Stored data entries:
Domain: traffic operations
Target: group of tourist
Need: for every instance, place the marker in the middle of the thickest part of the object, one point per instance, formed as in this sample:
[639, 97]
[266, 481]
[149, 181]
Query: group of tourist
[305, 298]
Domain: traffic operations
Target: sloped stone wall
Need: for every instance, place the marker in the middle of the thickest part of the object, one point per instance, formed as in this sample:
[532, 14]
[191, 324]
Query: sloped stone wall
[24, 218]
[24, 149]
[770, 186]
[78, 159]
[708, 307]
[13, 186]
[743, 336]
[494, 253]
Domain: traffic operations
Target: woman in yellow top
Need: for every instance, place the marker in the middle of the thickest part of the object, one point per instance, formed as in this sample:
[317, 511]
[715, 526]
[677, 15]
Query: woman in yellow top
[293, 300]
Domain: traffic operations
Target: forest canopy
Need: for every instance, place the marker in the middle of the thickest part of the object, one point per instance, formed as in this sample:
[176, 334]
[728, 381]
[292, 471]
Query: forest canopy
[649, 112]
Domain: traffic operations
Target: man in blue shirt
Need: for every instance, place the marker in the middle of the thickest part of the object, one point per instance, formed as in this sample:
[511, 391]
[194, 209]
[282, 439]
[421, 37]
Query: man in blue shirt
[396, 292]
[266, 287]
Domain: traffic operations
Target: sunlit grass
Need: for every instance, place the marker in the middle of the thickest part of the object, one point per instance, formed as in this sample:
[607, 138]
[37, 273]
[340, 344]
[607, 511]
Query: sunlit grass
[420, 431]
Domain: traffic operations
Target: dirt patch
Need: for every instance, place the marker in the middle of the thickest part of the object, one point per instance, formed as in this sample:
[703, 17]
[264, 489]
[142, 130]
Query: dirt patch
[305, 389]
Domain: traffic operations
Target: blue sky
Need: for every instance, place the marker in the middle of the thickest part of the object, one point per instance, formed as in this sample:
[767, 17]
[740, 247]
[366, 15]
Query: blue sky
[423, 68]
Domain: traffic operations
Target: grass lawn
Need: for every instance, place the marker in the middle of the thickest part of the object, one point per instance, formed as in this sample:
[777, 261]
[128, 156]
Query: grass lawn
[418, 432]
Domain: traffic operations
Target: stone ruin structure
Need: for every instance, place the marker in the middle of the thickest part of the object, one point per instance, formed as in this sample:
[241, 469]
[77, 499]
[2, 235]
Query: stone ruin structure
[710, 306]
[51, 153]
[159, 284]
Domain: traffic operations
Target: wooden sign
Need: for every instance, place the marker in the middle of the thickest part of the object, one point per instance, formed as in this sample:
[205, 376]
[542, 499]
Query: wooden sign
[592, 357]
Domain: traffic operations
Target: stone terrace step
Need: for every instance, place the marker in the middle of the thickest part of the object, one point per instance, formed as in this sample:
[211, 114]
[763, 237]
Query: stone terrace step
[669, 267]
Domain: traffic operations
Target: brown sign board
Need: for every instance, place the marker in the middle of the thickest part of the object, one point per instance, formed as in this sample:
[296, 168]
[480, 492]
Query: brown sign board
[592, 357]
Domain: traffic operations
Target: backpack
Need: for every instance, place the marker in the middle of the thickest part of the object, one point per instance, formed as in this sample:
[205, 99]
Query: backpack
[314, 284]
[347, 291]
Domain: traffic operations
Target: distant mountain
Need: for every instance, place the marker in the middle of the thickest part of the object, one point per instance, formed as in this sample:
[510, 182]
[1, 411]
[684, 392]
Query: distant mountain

» **Work item**: Set down only the lines above that fall between the line holding "Target: dirt patch" and the line holding "Target: brown sign board", inclusive, keeping each exact.

» **Solved exercise**:
Target: dirt patch
Need: for every instance, place the marker in the middle of the thickest part of the object, one point per instance, formed as in this sample:
[703, 17]
[264, 489]
[142, 130]
Query: dirt patch
[305, 389]
Domain: traffic operations
Target: blue sky
Need: for every instance, place the marker in the middle of the thickest part of the object, one point per instance, formed as in this sample:
[767, 17]
[740, 247]
[366, 15]
Query: blue sky
[423, 68]
Domain: traffic operations
Target: grass lawn
Need: for every instance, place the marker in the middle of the thickest part of the object, one point per instance, formed as in this sample:
[777, 261]
[128, 156]
Query: grass lawn
[418, 432]
Domain: traffic operations
Target: stone ruin structure
Need: for every instance, place the marker in the middle of the thickest part of the object, one point per instance, formed as in this sample:
[241, 469]
[77, 499]
[2, 235]
Query: stone ruin structure
[710, 306]
[51, 153]
[159, 284]
Domain: traffic operations
Target: wooden sign
Need: for every instance, place the marker in the middle of the thickest part of the object, one point per instance, formed as in this sample:
[205, 376]
[542, 499]
Query: wooden sign
[592, 357]
Domain: traffic operations
Target: stone terrace step
Need: for every instance, place the marker in the middle of the thickest part of the object, one point per instance, formed as in this sample:
[211, 114]
[763, 237]
Query: stone terrace step
[669, 267]
Domain: traffic operations
Target: brown sign board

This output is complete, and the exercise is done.